All of the listing is to be written out word for word, with the pictures left out.

━━━━━ Data ━━━━━

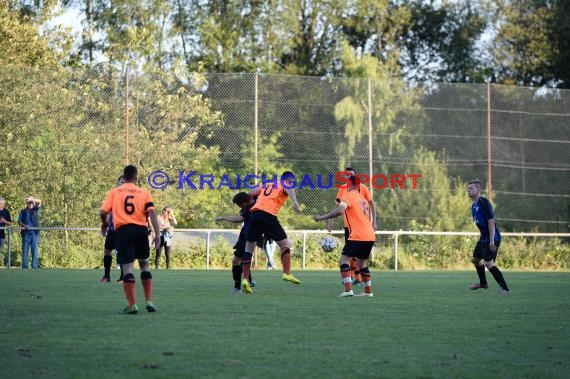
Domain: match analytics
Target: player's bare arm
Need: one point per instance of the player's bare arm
(104, 222)
(254, 193)
(492, 235)
(293, 197)
(372, 205)
(154, 223)
(332, 214)
(235, 219)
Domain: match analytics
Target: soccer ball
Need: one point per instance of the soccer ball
(328, 243)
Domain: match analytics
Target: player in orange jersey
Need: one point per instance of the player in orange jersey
(131, 205)
(365, 192)
(360, 240)
(263, 221)
(109, 235)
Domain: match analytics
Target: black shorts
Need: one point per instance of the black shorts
(110, 238)
(358, 249)
(482, 251)
(132, 243)
(264, 224)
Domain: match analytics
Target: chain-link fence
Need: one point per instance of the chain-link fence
(67, 134)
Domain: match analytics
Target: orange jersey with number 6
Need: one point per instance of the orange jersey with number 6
(358, 217)
(130, 205)
(364, 192)
(270, 199)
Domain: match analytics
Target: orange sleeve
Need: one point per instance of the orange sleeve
(108, 203)
(345, 199)
(366, 193)
(149, 203)
(338, 196)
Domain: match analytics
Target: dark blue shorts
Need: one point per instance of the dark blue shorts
(132, 243)
(482, 251)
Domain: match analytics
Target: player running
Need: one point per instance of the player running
(131, 205)
(245, 202)
(110, 245)
(263, 221)
(360, 240)
(485, 252)
(365, 192)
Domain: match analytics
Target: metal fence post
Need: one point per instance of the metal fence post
(208, 250)
(396, 251)
(304, 249)
(9, 248)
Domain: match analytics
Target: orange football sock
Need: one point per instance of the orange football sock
(129, 288)
(286, 260)
(345, 275)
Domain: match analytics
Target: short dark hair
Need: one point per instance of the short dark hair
(287, 174)
(241, 198)
(130, 173)
(476, 182)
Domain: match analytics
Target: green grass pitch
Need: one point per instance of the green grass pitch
(66, 324)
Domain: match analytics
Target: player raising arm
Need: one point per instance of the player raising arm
(360, 240)
(245, 202)
(263, 221)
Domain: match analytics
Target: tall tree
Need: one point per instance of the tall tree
(440, 41)
(522, 50)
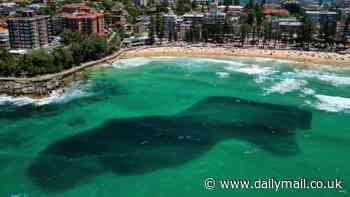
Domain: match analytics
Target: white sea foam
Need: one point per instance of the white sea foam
(131, 63)
(222, 74)
(332, 103)
(251, 69)
(75, 91)
(286, 85)
(329, 77)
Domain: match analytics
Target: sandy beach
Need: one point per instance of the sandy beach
(299, 56)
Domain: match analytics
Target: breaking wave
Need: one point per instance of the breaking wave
(75, 91)
(332, 103)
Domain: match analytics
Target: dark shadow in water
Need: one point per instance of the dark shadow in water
(144, 144)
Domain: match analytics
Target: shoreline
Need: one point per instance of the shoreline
(303, 57)
(42, 86)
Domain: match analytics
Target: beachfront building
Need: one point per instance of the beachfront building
(342, 3)
(119, 17)
(319, 16)
(29, 31)
(4, 38)
(78, 17)
(273, 11)
(169, 21)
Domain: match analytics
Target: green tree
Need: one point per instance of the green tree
(183, 6)
(307, 31)
(244, 30)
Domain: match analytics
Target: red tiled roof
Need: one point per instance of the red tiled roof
(75, 5)
(81, 15)
(273, 11)
(3, 30)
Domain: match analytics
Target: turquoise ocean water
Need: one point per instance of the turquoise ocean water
(161, 126)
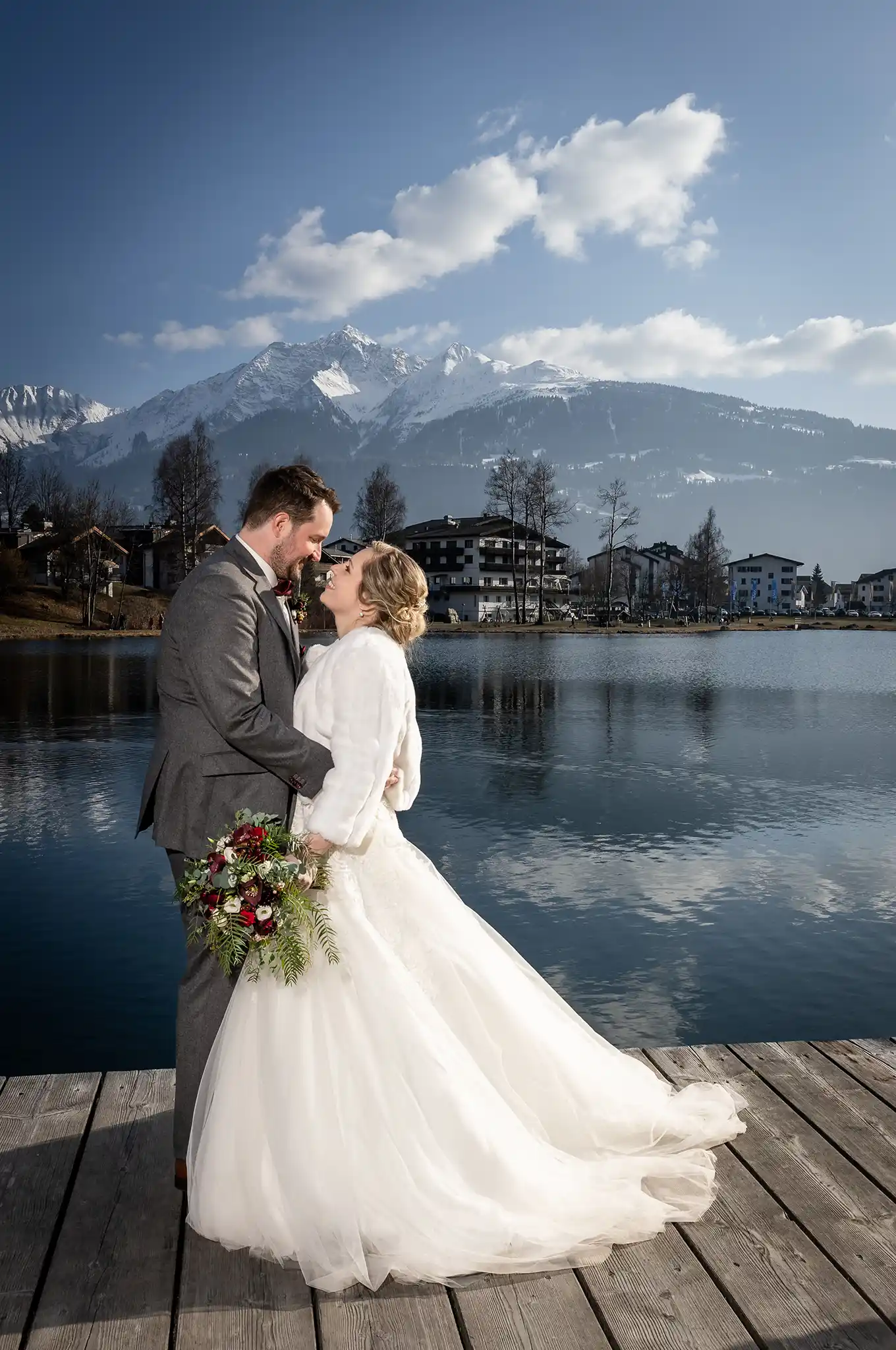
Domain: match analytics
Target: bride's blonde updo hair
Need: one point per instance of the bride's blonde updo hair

━━━━━

**Expected answer:**
Domain: match analytics
Target: player's bare arm
Need: one point per instance of the player's bare arm
(104, 222)
(254, 193)
(492, 235)
(293, 197)
(372, 205)
(154, 223)
(332, 214)
(235, 219)
Domain: match analytics
Target: soccer ball
Need: one point per instance of the soccer ball
(328, 243)
Domain: match analytics
Target: player in orange jersey
Need: one point per instance of the player in orange jersey
(131, 205)
(365, 192)
(360, 240)
(263, 221)
(109, 235)
Domain: match analytics
Target: black shorts
Need: one point per instance of the black shorts
(110, 238)
(358, 249)
(482, 251)
(132, 243)
(264, 224)
Domain: match analytics
Target: chain-link fence
Need: one point per instance of the chain-link fence
(67, 134)
Domain: match analytics
Target: orange jersey with number 6
Need: one point per instance of the orange jersey with number 6
(358, 217)
(130, 205)
(364, 192)
(270, 199)
Domain: match analytics
Target: orange sleeve
Need: one point per instance of the orange sleeve
(108, 203)
(345, 199)
(366, 193)
(149, 203)
(338, 196)
Domain: match analytics
Target: dark blue shorts
Need: one point per instance of the dark blue shorts
(132, 243)
(482, 251)
Domain: match analytics
Target: player running
Need: one point per instance of the player running
(131, 205)
(245, 202)
(110, 245)
(263, 221)
(360, 240)
(485, 252)
(365, 192)
Domain: match analytics
Target: metal fence post
Need: one point per instance of the metal fence post
(208, 250)
(396, 251)
(304, 249)
(9, 248)
Domain: match analytics
Target: orange football sock
Need: one point per instance of the orange football sock
(129, 288)
(286, 260)
(345, 275)
Domain: match analytics
Target: short dark hair
Need: one point per instance of the short dark hair
(287, 174)
(241, 198)
(130, 173)
(476, 182)
Domain: match analytics
Target: green grass pitch
Need: one point per instance of the green grass pitch
(66, 324)
Domain: match analytics
Target: player raising arm
Need: one point per instance of the player raising arm
(360, 240)
(245, 202)
(263, 221)
Domain: match analytics
Target: tall tree
Need: one point per instance of the tall tree
(440, 41)
(522, 50)
Domain: match analytics
Target: white sea foam
Need: one point per instance of the white sea foam
(131, 63)
(222, 74)
(332, 103)
(251, 69)
(75, 91)
(286, 85)
(329, 77)
Domain: match analytics
Target: sandy beach
Need: one point per instance of the sandy beach
(299, 56)
Domain: match analytics
Target: breaking wave
Need: one point per instance of the breaking wave
(75, 91)
(332, 103)
Domain: match analytics
Target: dark shadow in water
Need: one point per instance of the dark shadow in water
(144, 144)
Domain: match analytics
Target: shoreline
Need: one point per instance of the shoreline
(303, 57)
(42, 86)
Domain: match analytics
Target: beachfront building
Need: one point per instance of the beachfront building
(342, 3)
(119, 17)
(319, 16)
(29, 31)
(4, 38)
(78, 17)
(273, 11)
(169, 21)
Domain: match analytics
Target: green tree
Need: one point per instance of the green tree
(183, 6)
(307, 31)
(244, 30)
Domain: match analytics
Target: red tiled roof
Need: one point per instance of the red tiled roof
(75, 5)
(81, 15)
(273, 11)
(3, 30)
Domain: match analytics
Target: turquoise ocean water
Need: one point per instance of the turquoise ocean water
(161, 126)
Domain: match analytics
Target: bride's blonde updo hair
Need: one point per instance of the bride's blonde updo hair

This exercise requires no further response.